** begin Provided information **

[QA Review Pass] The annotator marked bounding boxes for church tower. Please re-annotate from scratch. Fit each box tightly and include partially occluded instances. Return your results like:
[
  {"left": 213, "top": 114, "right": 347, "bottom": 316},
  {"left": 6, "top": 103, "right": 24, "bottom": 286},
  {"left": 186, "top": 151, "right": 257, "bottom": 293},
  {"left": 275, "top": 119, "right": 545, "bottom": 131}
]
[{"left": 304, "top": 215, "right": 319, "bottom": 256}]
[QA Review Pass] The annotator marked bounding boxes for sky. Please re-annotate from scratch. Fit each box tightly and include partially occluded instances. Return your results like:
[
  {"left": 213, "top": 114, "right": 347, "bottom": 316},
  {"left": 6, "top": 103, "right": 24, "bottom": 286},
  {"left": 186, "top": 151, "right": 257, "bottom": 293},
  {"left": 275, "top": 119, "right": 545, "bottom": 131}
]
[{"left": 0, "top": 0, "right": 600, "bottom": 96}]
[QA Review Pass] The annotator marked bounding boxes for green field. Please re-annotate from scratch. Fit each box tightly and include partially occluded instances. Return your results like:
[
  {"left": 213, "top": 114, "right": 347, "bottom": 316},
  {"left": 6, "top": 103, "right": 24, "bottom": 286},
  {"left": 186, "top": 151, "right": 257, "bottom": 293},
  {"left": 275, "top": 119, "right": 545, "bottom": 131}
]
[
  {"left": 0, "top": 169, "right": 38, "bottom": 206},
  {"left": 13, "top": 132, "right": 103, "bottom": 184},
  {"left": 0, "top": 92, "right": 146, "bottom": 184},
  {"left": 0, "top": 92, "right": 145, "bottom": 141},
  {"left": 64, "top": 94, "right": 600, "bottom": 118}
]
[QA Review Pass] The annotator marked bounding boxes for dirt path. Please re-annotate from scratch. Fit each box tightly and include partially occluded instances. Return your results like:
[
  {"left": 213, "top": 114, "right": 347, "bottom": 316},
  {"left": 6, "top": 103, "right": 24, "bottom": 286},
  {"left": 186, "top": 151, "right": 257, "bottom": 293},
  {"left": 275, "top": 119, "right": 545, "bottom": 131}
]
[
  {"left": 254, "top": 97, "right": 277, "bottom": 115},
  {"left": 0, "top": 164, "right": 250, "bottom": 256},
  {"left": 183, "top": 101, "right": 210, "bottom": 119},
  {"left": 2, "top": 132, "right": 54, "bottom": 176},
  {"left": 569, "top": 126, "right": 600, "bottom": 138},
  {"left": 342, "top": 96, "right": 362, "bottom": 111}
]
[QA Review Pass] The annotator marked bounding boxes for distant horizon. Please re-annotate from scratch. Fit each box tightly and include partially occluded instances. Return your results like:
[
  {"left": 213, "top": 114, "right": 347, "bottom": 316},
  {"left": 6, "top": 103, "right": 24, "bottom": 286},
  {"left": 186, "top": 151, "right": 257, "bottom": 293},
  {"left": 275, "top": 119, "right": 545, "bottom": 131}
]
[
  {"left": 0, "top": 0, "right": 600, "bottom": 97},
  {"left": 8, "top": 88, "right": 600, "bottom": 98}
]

** end Provided information **

- _Aim_: Rewrite the material as a Markdown table with the columns Row and Line, numbering each line. Begin at the line that contains "[QA Review Pass] The annotator marked bounding boxes for dirt", continue through the end of the material, and leave out blank lines.

- _Answer for the task_:
| Row | Line |
|---|---|
| 1 | [QA Review Pass] The annotator marked bounding boxes for dirt path. Please re-annotate from scratch. Fit each box tightly and include partially occluded instances. Return your results like: |
| 2 | [ |
| 3 |   {"left": 213, "top": 114, "right": 347, "bottom": 316}, |
| 4 |   {"left": 6, "top": 103, "right": 24, "bottom": 286}, |
| 5 |   {"left": 186, "top": 151, "right": 257, "bottom": 293}, |
| 6 |   {"left": 275, "top": 119, "right": 545, "bottom": 131} |
| 7 | ] |
| 8 | [ |
| 9 |   {"left": 254, "top": 97, "right": 277, "bottom": 115}, |
| 10 |   {"left": 0, "top": 164, "right": 250, "bottom": 256}, |
| 11 |   {"left": 183, "top": 101, "right": 210, "bottom": 119}, |
| 12 |   {"left": 2, "top": 132, "right": 54, "bottom": 176}, |
| 13 |   {"left": 569, "top": 126, "right": 600, "bottom": 138}, |
| 14 |   {"left": 342, "top": 96, "right": 362, "bottom": 111} |
| 15 | ] |
| 16 | [QA Review Pass] The annotator marked bounding boxes for distant horizon. Please re-annotate from scratch. Fit each box tightly and include partially occluded instances. Return your results like: |
| 17 | [ |
| 18 |   {"left": 213, "top": 114, "right": 347, "bottom": 316}, |
| 19 |   {"left": 6, "top": 103, "right": 24, "bottom": 286}, |
| 20 |   {"left": 186, "top": 151, "right": 257, "bottom": 293}, |
| 21 |   {"left": 275, "top": 119, "right": 545, "bottom": 131} |
| 22 | ] |
| 23 | [ |
| 24 |   {"left": 0, "top": 0, "right": 600, "bottom": 97}, |
| 25 |   {"left": 8, "top": 88, "right": 600, "bottom": 98} |
| 26 | ] |